● **Record list**
•••••
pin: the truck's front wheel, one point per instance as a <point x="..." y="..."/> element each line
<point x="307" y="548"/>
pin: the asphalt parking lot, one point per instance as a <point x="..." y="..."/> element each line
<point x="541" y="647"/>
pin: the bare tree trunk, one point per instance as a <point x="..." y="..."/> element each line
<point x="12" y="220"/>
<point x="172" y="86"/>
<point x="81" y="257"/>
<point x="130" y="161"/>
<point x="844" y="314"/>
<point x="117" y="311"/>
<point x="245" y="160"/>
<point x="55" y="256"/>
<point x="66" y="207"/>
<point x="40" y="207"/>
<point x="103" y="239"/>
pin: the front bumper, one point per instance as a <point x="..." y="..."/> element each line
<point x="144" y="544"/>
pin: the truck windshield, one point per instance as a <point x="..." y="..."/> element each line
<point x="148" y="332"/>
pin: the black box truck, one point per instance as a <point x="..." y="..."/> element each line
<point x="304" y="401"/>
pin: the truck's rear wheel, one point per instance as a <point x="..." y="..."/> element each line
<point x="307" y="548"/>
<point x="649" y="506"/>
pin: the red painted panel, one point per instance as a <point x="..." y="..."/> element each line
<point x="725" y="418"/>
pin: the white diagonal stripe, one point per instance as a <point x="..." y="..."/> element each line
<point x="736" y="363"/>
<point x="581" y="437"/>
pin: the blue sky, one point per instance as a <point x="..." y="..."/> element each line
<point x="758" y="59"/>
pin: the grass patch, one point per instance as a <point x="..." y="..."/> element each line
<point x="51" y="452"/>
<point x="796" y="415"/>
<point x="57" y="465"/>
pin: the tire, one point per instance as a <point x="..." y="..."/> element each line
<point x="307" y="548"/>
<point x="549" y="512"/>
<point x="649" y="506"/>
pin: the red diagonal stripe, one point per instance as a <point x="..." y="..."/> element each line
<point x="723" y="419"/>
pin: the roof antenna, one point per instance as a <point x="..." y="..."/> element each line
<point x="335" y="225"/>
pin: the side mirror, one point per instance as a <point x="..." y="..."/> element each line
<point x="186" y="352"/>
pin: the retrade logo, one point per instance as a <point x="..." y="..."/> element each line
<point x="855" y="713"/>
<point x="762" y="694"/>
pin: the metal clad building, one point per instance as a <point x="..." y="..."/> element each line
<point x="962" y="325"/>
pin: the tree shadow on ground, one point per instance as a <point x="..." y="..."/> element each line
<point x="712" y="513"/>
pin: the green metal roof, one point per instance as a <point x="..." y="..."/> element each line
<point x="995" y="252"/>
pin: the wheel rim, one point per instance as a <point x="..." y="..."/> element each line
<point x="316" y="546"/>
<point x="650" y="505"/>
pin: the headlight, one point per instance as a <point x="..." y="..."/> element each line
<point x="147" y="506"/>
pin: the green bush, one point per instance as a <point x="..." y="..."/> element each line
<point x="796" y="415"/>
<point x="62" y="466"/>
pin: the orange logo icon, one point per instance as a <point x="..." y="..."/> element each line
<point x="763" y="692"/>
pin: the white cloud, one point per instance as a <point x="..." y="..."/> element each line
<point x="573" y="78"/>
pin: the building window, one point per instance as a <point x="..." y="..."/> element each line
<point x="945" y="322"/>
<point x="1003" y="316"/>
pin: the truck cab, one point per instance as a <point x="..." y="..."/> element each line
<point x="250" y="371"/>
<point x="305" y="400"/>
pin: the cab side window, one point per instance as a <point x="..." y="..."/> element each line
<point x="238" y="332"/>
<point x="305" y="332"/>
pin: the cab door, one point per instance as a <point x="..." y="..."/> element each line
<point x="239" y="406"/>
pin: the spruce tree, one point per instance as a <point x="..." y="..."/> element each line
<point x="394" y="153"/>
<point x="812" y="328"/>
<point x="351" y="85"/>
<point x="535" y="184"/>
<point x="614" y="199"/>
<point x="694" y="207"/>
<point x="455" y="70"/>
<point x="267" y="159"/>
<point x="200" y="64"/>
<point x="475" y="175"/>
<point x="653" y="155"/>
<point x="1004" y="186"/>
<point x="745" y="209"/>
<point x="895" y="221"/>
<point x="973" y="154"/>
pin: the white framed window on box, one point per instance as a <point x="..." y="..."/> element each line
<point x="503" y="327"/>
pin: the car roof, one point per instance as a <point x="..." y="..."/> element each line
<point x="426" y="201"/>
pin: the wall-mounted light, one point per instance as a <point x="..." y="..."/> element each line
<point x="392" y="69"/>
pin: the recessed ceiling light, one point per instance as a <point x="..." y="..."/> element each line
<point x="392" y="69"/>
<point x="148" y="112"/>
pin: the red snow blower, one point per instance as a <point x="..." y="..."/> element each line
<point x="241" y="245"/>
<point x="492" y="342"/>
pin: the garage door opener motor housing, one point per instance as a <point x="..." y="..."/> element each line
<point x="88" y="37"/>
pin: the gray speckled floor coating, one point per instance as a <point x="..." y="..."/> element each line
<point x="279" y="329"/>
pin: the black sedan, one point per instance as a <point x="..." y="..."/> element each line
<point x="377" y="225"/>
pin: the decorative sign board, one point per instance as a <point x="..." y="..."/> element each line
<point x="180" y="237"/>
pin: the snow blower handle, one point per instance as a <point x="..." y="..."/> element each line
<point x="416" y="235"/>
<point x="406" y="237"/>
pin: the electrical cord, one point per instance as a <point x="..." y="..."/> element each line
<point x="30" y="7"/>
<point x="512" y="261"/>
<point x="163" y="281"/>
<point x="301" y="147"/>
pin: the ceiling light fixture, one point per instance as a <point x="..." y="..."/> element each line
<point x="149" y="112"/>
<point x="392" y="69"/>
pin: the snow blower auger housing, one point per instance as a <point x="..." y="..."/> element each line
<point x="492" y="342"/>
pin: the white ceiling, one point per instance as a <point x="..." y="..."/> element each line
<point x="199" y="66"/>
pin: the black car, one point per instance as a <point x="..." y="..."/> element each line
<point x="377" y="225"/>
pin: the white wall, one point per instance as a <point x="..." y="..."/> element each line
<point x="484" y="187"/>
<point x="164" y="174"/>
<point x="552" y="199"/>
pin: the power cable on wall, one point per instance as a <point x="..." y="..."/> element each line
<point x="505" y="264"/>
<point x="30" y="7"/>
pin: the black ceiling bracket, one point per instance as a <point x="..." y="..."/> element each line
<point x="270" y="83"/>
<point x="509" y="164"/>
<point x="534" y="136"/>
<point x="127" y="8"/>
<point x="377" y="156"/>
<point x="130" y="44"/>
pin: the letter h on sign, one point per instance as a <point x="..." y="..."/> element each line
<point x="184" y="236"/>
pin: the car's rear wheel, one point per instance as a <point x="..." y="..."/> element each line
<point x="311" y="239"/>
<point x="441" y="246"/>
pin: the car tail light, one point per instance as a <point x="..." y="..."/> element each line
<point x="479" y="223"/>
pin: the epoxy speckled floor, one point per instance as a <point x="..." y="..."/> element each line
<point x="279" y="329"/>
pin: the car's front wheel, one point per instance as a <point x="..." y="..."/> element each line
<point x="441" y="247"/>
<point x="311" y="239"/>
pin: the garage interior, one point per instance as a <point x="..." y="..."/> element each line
•••••
● **Exercise brief**
Print the whole listing above again, line for line and without any changes.

● **Result of this exercise**
pin: the truck's front wheel, one point per instance as a <point x="..." y="..."/> element each line
<point x="307" y="548"/>
pin: the asphalt parking lot, one point per instance as a <point x="..." y="..."/> element each line
<point x="541" y="647"/>
pin: the bare tree trunk, one point per instance as a <point x="..." y="..."/> element each line
<point x="12" y="220"/>
<point x="172" y="86"/>
<point x="81" y="257"/>
<point x="130" y="161"/>
<point x="844" y="314"/>
<point x="117" y="311"/>
<point x="245" y="160"/>
<point x="55" y="256"/>
<point x="66" y="207"/>
<point x="40" y="207"/>
<point x="103" y="239"/>
pin: the front bumper, one point per instance as a <point x="..." y="..."/> element each line
<point x="144" y="544"/>
pin: the truck windshield, one point per instance as a <point x="..." y="..."/> element each line
<point x="148" y="332"/>
pin: the black box truck, one point per instance as a <point x="..." y="..."/> element each line
<point x="304" y="401"/>
pin: the truck's rear wheel, one point per instance as a <point x="..." y="..."/> element each line
<point x="307" y="548"/>
<point x="649" y="506"/>
pin: the red painted panel, one point per instance as a <point x="..." y="..."/> element each line
<point x="725" y="418"/>
pin: the white diagonal stripe, one point per instance as a <point x="..." y="..."/> element each line
<point x="736" y="363"/>
<point x="581" y="437"/>
pin: the blue sky, one point per instance as a <point x="..." y="..."/> element each line
<point x="758" y="59"/>
pin: the grass patch, one point per instance as a <point x="..." y="..."/> element each line
<point x="51" y="452"/>
<point x="796" y="415"/>
<point x="57" y="465"/>
pin: the tire, one point per instance as a <point x="..." y="..."/> element each line
<point x="307" y="548"/>
<point x="549" y="512"/>
<point x="649" y="506"/>
pin: the red diagonal stripe, one point per instance as a <point x="..." y="..."/> element each line
<point x="723" y="419"/>
pin: the roof antenna, one point per instance as a <point x="..." y="..."/> element each line
<point x="335" y="225"/>
pin: the side mirror, one point per instance as a <point x="..." y="..."/> element each line
<point x="186" y="352"/>
pin: the retrade logo, one point per instance as a <point x="..." y="..."/> element each line
<point x="855" y="713"/>
<point x="762" y="694"/>
pin: the metal clad building, one point per instance as a <point x="..." y="..."/> element each line
<point x="962" y="325"/>
pin: the tree shadow on ground, one point per instance as a <point x="..." y="..."/> element each line
<point x="712" y="513"/>
pin: the green metal roof, one point per instance as a <point x="..." y="..."/> element each line
<point x="995" y="252"/>
pin: the wheel rim, one point per instance as a <point x="..." y="..."/> element each line
<point x="316" y="546"/>
<point x="650" y="505"/>
pin: the headlight, one point per instance as a <point x="..." y="..."/> element each line
<point x="147" y="506"/>
pin: the green bush, one point per instance as a <point x="..." y="..."/> element each line
<point x="796" y="415"/>
<point x="62" y="466"/>
pin: the orange logo icon, one point per instance as a <point x="..." y="..."/> element each line
<point x="763" y="692"/>
pin: the white cloud, one point per instance as a <point x="..." y="..."/> element each line
<point x="573" y="78"/>
pin: the building window, one point per instance as a <point x="..." y="..."/> element each line
<point x="945" y="322"/>
<point x="1003" y="316"/>
pin: the truck cab, one point per instance as a <point x="..." y="..."/> element each line
<point x="250" y="371"/>
<point x="305" y="400"/>
pin: the cab side window, one point per instance as a <point x="..." y="..."/> element each line
<point x="238" y="332"/>
<point x="305" y="332"/>
pin: the cab door, one point per instance as a <point x="..." y="..."/> element each line
<point x="239" y="406"/>
pin: the spruce tree, one point per instance as a <point x="..." y="..."/> element each line
<point x="394" y="153"/>
<point x="812" y="328"/>
<point x="351" y="85"/>
<point x="535" y="184"/>
<point x="614" y="199"/>
<point x="694" y="207"/>
<point x="455" y="70"/>
<point x="267" y="159"/>
<point x="200" y="64"/>
<point x="475" y="175"/>
<point x="653" y="155"/>
<point x="1004" y="186"/>
<point x="745" y="209"/>
<point x="895" y="221"/>
<point x="973" y="154"/>
pin: the white framed window on box, one point per instance as a <point x="..." y="..."/> element each line
<point x="503" y="327"/>
pin: the car roof, one point per instance as a <point x="..." y="..."/> element each line
<point x="426" y="201"/>
pin: the wall-mounted light, one point per instance as a <point x="..." y="..."/> element each line
<point x="392" y="69"/>
pin: the recessed ceiling light, one point per instance as a <point x="..." y="..."/> element each line
<point x="392" y="69"/>
<point x="148" y="112"/>
pin: the red snow blower, one point per instance as a <point x="..." y="..."/> element each line
<point x="241" y="245"/>
<point x="492" y="342"/>
pin: the garage door opener motor housing, one point per instance as a <point x="..." y="..."/> element each line
<point x="88" y="37"/>
pin: the gray speckled floor coating, one point per instance as a <point x="..." y="..."/> element each line
<point x="279" y="329"/>
pin: the black sedan, one point per instance as a <point x="..." y="..."/> element each line
<point x="377" y="225"/>
pin: the decorative sign board, one point per instance as a <point x="..." y="..."/> element each line
<point x="180" y="237"/>
pin: the snow blower handle, one point per instance as a <point x="..." y="..."/> element each line
<point x="416" y="235"/>
<point x="406" y="237"/>
pin: the electrical cord, one point per instance as a <point x="..." y="..."/> element each line
<point x="30" y="7"/>
<point x="512" y="261"/>
<point x="163" y="281"/>
<point x="301" y="147"/>
pin: the ceiling light fixture, one point per instance as a <point x="..." y="..."/> element each line
<point x="149" y="112"/>
<point x="392" y="69"/>
pin: the snow blower auger housing, one point per instance as a <point x="..." y="..."/> element each line
<point x="492" y="342"/>
pin: the white ceiling, one point per instance as a <point x="..." y="..."/> element each line
<point x="199" y="66"/>
pin: the black car, one point per instance as a <point x="..." y="..."/> element each line
<point x="377" y="225"/>
pin: the white wall, one point per instance as a <point x="..." y="..."/> element each line
<point x="484" y="187"/>
<point x="164" y="174"/>
<point x="552" y="199"/>
pin: the power cable on wall, one point per instance as a <point x="..." y="..."/> element each line
<point x="505" y="264"/>
<point x="30" y="7"/>
pin: the black ceiling bracket, one point per instance as a <point x="..." y="..."/> element each line
<point x="270" y="83"/>
<point x="509" y="164"/>
<point x="534" y="136"/>
<point x="127" y="8"/>
<point x="377" y="156"/>
<point x="130" y="44"/>
pin: the letter h on sign, one point per instance as a <point x="..." y="..."/> element each line
<point x="184" y="236"/>
pin: the car's rear wheel, one point per instance as a <point x="..." y="..."/> element each line
<point x="311" y="239"/>
<point x="441" y="246"/>
pin: the car tail light, one point per instance as a <point x="..." y="..."/> element each line
<point x="479" y="223"/>
pin: the epoxy speckled floor, one point per instance as a <point x="..." y="..."/> element each line
<point x="279" y="329"/>
pin: the car's front wheel, one point per instance as a <point x="..." y="..."/> element each line
<point x="441" y="247"/>
<point x="311" y="239"/>
pin: the garage interior, one point per instance as a <point x="..." y="..."/> element each line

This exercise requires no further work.